[Image location labeling entries]
━━━━━━━━

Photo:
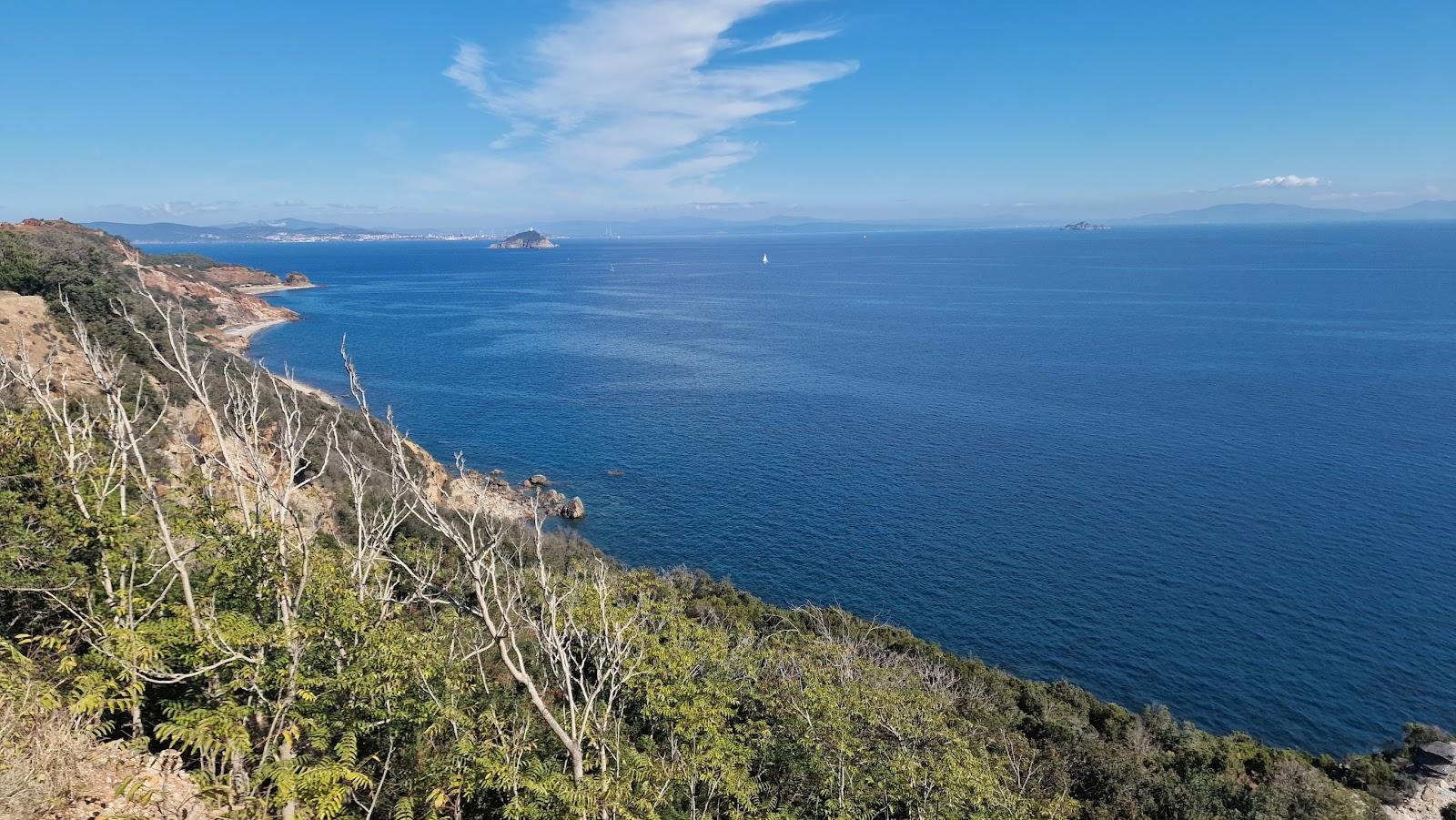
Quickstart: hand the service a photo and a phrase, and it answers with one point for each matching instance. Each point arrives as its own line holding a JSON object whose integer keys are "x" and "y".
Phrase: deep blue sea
{"x": 1212, "y": 468}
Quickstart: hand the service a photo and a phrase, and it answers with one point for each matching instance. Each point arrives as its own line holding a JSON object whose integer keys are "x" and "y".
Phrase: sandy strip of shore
{"x": 245, "y": 332}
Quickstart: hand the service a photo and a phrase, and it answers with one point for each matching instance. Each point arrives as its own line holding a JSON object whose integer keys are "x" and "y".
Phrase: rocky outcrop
{"x": 524, "y": 239}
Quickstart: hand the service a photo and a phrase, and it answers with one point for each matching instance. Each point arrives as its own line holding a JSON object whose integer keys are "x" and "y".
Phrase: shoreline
{"x": 244, "y": 334}
{"x": 261, "y": 289}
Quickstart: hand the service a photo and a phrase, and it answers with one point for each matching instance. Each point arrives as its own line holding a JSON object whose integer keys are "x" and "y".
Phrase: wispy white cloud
{"x": 625, "y": 102}
{"x": 1285, "y": 182}
{"x": 783, "y": 40}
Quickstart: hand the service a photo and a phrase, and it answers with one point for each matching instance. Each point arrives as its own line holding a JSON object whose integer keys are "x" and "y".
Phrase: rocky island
{"x": 524, "y": 239}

━━━━━━━━

= The problem =
Rewrite all of the material above, changing "wispy white cloud" to "thin white cloud" and keeping everything else the same. Leave the pictures out of your answer.

= Full answer =
Photo:
Quickstart: hand the service a photo and a phrase, and it answers with one point for each matching instance. Each point arrives as its own line holding a JSON object whose integer keys are "x" and "y".
Phrase: deep blue sea
{"x": 1212, "y": 468}
Quickstart: hand the service a photo and a phrase, and it answers with one point for each matching instance. Each point arrives as its own line holding a JSON object whose integer keys are "x" and "y".
Phrase: sandy strip of shore
{"x": 245, "y": 332}
Quickstart: hand the service a photo and a phrase, and it answers with one point for each matching instance. Each point arrives as its own line holding a JSON object whose integer keys are "x" and "y".
Phrase: rocky outcrop
{"x": 524, "y": 239}
Quickstart: hand the service a photo and a phrase, and it answers with one point for each matching instance. Each point arrives as its own line holding a JSON object whose integer keys are "x" and "y".
Phrase: shoreline
{"x": 244, "y": 334}
{"x": 261, "y": 289}
Quickstart: hand the service a photo and a phrase, and it answers with one point for each matching instance. Each point arrives as its own line holding a JSON object whose integer keys are "x" and "y".
Phrase: thin white cloud
{"x": 625, "y": 102}
{"x": 1285, "y": 182}
{"x": 783, "y": 40}
Quickstart: hand the service a photo and a phrase, and it answers with one point for each matching instance. Each point arrives as its own line holding a JSON object whose integer keys are "x" and "y".
Phrase: rocky island
{"x": 524, "y": 239}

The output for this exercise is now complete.